— AUFGABEN —
a) Übersetze bitte diesen Satz aus dem Text über das Abspannwerk Bergmannstraße ins Englische: „Das Abspannwerk Bergmannstraße mit seiner charakteristischen Würfelform errichtet der Architekt Hans Heinrich Müller im Jahr 1929.“
b) Gib die Zeilen der Einträge unverändert aus, und zwar vom Anfang der Einträge bis einschließlich der Zeile mit „[132,28,150,56]“.

Abspannwerk Bergmannstraße
Ehemals notwendige Infrastruktur - heute Industriedenkmal
In den 1920er Jahren ist Berlin nicht nur die drittgrößte Stadt der Welt, sondern steht an der Spitze der Zweiten Industriellen Revolution. Viele der heutigen Denkmäler der Industriekultur entstehen in dieser Zeit.
Elektrizität ist die Grundlage bahnbrechender Veränderungen. Prägte die Dampfkraft die Industrie des 19. Jahrhunderts, tritt im 20. Jahrhundert der Strom an ihre Stelle. Strom treibt die Maschinen der Industrie an und revolutioniert den öffentlichen Nahverkehr.
Berlin ist Wegbereiterin dieser Entwicklung. Hier entstehen mit AEG und Siemens international führende Elektrokonzerne. Und hier entsteht eine Stadt, die dank Elektrifizierung selbst im Dunkeln leuchtet.
Doch Elektrifizierung ist eine schwierige Aufgabe; sie benötigt eine gewaltige Infrastruktur. Nicht nur Kraftwerke, die Strom erzeugen, sondern auch Abspannwerke, die die Spannung des Stroms reduzieren – ein technisch notwendiger Schritt, damit Endabnehmer in Industriebetrieben, öffentlichen Einrichtungen und privaten Haushalten Elektrizität nutzen können.
Spannung in Würfelform
Das Abspannwerk Bergmannstraße mit seiner charakteristischen Würfelform errichtet der Architekt Hans Heinrich Müller im Jahr 1929.
Müller, der Hausarchitekt der neugegründeten BEWAG (Berliner Städtische Elektrizitätswerke Aktiengesellschaft), entwirft während der 1920er-Jahre insgesamt 40 Abspannwerke, die das Rückgrat der Berliner Stromversorgung bilden. Müller will nicht nur reine Funktionsbauten errichten, er hat auch einen architektonischen Anspruch.

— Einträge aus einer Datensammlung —

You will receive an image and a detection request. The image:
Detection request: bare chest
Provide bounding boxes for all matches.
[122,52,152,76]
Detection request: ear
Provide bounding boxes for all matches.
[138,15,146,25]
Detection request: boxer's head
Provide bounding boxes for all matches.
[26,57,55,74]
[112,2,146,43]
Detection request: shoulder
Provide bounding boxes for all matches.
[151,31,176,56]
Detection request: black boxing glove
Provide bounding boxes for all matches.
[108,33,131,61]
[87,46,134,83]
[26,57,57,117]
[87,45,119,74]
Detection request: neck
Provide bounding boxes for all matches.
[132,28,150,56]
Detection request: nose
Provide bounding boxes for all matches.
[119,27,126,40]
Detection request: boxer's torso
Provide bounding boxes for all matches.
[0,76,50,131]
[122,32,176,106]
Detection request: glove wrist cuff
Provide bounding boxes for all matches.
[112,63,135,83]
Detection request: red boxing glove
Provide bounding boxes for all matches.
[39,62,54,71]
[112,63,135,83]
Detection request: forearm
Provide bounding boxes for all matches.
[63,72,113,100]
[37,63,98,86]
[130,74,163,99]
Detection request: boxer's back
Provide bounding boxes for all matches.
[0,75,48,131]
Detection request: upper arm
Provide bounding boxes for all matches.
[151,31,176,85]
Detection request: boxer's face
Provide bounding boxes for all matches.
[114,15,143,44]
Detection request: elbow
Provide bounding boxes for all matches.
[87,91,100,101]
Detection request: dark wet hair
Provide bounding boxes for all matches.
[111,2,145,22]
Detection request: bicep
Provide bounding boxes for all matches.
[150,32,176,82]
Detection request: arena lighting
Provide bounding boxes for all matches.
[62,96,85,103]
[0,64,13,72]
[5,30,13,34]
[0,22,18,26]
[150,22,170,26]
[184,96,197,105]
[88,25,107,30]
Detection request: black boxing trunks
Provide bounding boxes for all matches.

— LÖSUNGEN —
a) The architect Hans Heinrich Müller built the Bergmannstraße substation, with its characteristic cube shape, in 1929.

b)
You will receive an image and a detection request. The image:
Detection request: bare chest
Provide bounding boxes for all matches.
[122,52,152,76]
Detection request: ear
Provide bounding boxes for all matches.
[138,15,146,25]
Detection request: boxer's head
Provide bounding boxes for all matches.
[26,57,55,74]
[112,2,146,43]
Detection request: shoulder
Provide bounding boxes for all matches.
[151,31,176,56]
Detection request: black boxing glove
Provide bounding boxes for all matches.
[108,33,131,61]
[87,46,134,83]
[26,57,57,117]
[87,45,119,74]
Detection request: neck
Provide bounding boxes for all matches.
[132,28,150,56]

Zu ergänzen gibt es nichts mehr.